DOCUMENT PASSAGE =
****

I could write all day about my dad. But... today I'm going to write about my dream.

In order for this to really make any sense, you have to know that I was very close with my dad. I was his little baby; daddy's little girl. He died far too young - at 44. There was a moment before he died when I was sitting on his lap and he was reading me the Sunday funnies. He stopped mid-comic and started to weep. I remember this like it was yesterday. Through his tears he whimpered almost breathlessly, "I don't want to die."  I don't think because he was particularly afraid of death. I think he just didn't want to leave his family. He didn't want to leave me.

It wasn't until I was a teen when it really hit me. Holy shit, I don't have a dad! At a time when all my other friends would have "dates" with their dads, or their dads would take them shopping for prom dresses and shoes and take pictures of their first date. This is pretty traumatic when you're 16. I used to get so angry with my friends when they would fight with their dads. I just never understood having that kind of time. If only they knew how it could be gone in a second.

Oh, I longed to know him. I missed him so much. My favorite time of day growing up was when he would walk through the door at the end of the day, "'Ello, 'ello, 'ello!!!"  I'd drop whatever I was doing, run down the hall and literally leap into his arms. I felt so safe there. He held me close, his beard tickling my neck. The world could have crumbled apart right then and there and it wouldn't have mattered to me. He was my hero.

I would have given anything for one more day with him. I still would.

I'm not sure why I dreamt this, but I'd like to think it was God's way of helping me let go. Helping me say goodbye.

I dreamt that I was back on Ridgewood Hill - the little hill outside of Corvallis, Oregon where I grew up in a house that my dad designed and built. (He was an architect.)  I was actually down the hill a bit from our house, at one of my childhood friend's homes. It had this long driveway lined with a canopy of tall pine trees. I just remember turning around and seeing my dad there. He looked so happy. So healthy. So full of life. So different from the years before he died because he was so, so sick. I was thrilled to see him.  I wrapped my arms around his neck, which was easier now because I was grown. He told me how beautiful I was and how proud of me he was.

He told me he didn't have much time. I didn't really understand what he meant.

****

WORK TO COMPLETE =
a) List every place name that the dream passage mentions.
b) From the dream passage, pull out everything from "I dreamt that" down to "of me he was.", word for word.

****

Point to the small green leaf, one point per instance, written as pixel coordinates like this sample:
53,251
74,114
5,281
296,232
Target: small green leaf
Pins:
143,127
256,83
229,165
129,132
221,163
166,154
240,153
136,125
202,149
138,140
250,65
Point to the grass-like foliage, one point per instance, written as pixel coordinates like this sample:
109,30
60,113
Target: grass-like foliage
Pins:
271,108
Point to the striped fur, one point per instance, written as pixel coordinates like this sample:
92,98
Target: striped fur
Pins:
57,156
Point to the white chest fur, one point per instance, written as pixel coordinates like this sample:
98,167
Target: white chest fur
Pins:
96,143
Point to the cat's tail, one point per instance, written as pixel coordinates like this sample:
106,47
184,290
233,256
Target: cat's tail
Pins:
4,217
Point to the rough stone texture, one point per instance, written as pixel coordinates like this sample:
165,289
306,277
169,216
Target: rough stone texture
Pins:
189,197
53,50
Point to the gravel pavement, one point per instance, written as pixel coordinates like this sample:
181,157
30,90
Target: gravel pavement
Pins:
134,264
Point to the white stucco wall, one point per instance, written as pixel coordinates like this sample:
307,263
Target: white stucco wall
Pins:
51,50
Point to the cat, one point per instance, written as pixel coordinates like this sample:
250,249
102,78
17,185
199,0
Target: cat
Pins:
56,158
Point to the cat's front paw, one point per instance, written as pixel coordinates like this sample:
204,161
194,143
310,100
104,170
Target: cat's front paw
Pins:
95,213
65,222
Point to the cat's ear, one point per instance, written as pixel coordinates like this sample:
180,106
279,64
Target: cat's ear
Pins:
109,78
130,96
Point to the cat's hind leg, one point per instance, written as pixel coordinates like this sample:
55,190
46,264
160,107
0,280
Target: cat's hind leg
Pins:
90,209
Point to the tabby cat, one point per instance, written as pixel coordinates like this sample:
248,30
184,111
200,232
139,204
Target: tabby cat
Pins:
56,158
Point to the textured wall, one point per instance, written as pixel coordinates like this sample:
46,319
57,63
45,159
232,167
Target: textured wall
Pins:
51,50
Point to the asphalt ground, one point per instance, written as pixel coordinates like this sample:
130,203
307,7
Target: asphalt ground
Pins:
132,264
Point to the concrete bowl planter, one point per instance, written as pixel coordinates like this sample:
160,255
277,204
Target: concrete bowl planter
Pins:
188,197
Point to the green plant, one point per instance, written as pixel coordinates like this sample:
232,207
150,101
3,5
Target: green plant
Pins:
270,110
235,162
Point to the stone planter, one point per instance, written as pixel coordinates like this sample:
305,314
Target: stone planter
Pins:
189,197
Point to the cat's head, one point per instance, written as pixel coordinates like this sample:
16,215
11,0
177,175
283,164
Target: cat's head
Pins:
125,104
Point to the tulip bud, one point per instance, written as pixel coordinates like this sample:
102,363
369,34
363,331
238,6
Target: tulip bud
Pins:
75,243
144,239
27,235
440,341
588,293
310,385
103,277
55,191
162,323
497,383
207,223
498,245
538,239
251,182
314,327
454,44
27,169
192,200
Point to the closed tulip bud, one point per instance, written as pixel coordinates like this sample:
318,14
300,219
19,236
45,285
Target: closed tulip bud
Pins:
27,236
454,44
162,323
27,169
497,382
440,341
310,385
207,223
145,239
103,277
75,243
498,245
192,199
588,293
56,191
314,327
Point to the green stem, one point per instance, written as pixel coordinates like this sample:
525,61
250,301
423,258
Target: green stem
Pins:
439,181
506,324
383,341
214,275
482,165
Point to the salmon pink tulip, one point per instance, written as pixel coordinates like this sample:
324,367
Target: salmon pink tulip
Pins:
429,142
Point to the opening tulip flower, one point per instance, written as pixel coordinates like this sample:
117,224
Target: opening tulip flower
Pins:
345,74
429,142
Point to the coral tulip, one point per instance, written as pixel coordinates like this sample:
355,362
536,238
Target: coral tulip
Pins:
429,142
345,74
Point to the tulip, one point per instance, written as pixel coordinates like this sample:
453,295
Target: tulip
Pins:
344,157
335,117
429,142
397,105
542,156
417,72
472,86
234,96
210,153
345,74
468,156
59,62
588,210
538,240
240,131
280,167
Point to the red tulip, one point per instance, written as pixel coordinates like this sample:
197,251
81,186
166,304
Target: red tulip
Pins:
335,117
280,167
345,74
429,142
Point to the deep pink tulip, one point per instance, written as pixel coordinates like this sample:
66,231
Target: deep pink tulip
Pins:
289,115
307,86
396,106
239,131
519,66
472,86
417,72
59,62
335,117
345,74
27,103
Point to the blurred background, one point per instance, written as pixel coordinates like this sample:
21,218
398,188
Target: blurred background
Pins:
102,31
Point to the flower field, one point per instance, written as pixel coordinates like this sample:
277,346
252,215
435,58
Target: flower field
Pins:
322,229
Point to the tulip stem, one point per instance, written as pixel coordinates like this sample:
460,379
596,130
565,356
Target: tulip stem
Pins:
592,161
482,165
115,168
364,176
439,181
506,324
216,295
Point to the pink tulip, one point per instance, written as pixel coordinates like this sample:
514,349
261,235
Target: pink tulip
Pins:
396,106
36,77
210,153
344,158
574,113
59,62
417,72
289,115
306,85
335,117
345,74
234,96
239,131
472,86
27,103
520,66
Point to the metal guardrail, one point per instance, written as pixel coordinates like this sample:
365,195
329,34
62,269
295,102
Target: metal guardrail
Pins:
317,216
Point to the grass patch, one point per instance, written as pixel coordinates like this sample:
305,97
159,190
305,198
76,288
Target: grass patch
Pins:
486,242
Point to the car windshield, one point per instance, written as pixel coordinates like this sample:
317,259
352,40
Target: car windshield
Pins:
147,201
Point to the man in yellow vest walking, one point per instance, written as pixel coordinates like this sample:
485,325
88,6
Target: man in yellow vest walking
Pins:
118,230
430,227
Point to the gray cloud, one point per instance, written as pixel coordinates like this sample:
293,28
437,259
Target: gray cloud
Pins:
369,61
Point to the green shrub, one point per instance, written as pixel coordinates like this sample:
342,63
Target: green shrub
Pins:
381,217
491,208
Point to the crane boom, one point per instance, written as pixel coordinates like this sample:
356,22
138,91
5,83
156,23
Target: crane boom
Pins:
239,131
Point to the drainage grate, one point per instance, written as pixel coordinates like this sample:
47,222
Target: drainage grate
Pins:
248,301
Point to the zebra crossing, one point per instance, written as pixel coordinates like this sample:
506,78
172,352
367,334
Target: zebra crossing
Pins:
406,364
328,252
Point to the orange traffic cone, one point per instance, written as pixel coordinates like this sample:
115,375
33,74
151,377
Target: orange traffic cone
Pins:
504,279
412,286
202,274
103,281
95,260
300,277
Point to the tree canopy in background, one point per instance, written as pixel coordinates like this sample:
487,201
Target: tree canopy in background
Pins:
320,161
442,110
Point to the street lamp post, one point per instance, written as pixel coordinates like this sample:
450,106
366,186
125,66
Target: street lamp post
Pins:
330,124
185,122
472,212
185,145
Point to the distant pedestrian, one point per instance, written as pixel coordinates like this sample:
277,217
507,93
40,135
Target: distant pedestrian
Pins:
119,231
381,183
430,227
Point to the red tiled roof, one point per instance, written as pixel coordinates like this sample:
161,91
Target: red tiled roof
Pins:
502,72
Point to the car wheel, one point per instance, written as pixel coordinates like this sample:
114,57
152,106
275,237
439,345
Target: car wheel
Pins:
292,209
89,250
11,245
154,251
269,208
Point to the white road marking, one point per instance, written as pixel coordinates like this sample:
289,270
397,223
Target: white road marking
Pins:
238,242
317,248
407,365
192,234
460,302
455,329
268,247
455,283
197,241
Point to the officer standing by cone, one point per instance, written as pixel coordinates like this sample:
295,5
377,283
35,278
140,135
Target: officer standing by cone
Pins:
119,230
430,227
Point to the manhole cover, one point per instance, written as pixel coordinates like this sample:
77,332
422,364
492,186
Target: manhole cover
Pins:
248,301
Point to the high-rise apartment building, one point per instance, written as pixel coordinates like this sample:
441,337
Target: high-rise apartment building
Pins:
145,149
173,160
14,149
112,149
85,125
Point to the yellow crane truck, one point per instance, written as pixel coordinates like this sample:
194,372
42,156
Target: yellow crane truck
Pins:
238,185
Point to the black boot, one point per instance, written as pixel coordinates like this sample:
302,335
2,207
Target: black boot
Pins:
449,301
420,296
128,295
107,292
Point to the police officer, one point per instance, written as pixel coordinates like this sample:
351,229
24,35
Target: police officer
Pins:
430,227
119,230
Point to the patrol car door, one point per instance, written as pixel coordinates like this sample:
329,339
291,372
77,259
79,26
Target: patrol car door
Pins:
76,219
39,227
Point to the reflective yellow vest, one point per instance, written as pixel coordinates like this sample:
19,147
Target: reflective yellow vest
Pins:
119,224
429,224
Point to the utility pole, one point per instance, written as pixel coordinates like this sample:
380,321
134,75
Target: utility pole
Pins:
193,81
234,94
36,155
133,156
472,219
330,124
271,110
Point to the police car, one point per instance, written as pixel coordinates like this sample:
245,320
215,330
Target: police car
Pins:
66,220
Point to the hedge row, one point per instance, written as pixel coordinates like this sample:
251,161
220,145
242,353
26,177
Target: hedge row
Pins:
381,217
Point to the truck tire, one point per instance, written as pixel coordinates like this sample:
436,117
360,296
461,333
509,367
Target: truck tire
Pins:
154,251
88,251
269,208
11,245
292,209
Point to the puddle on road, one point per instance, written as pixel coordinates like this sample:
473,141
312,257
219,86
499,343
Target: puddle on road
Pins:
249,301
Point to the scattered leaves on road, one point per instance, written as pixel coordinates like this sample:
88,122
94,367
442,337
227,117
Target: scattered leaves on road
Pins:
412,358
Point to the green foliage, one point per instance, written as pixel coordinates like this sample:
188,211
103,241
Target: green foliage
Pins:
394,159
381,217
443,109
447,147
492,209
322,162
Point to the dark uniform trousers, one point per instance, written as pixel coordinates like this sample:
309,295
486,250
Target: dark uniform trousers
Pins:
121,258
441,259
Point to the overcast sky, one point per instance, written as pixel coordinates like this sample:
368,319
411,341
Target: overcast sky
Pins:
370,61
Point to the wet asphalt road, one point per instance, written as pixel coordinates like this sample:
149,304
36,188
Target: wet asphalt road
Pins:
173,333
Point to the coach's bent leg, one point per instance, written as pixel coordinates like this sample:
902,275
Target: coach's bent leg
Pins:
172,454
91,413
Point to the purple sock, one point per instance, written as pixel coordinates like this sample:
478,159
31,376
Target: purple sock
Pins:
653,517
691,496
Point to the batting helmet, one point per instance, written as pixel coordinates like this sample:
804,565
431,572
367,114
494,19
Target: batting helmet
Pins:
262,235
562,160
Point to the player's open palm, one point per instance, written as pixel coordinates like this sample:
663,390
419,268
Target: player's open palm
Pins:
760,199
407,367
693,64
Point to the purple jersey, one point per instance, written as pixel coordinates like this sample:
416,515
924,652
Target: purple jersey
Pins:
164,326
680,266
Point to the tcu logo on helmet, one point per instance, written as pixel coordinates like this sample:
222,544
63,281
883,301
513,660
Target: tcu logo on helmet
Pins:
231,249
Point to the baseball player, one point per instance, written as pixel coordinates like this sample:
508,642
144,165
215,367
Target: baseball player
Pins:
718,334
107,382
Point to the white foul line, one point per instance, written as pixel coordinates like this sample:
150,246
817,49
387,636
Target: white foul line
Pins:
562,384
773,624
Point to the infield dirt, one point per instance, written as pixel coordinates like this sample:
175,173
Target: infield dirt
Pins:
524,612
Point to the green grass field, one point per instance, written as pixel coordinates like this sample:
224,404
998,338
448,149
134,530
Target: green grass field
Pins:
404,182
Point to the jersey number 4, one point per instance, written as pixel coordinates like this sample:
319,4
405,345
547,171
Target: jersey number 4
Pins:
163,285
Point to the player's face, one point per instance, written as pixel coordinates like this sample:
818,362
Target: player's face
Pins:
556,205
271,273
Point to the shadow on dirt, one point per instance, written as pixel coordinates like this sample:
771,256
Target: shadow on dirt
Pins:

****

RESULTS FOR THE EXERCISE =
a)
Ridgewood Hill
Corvallis
Oregon

b)
I dreamt that I was back on Ridgewood Hill - the little hill outside of Corvallis, Oregon where I grew up in a house that my dad designed and built. (He was an architect.)  I was actually down the hill a bit from our house, at one of my childhood friend's homes. It had this long driveway lined with a canopy of tall pine trees. I just remember turning around and seeing my dad there. He looked so happy. So healthy. So full of life. So different from the years before he died because he was so, so sick. I was thrilled to see him.  I wrapped my arms around his neck, which was easier now because I was grown. He told me how beautiful I was and how proud of me he was.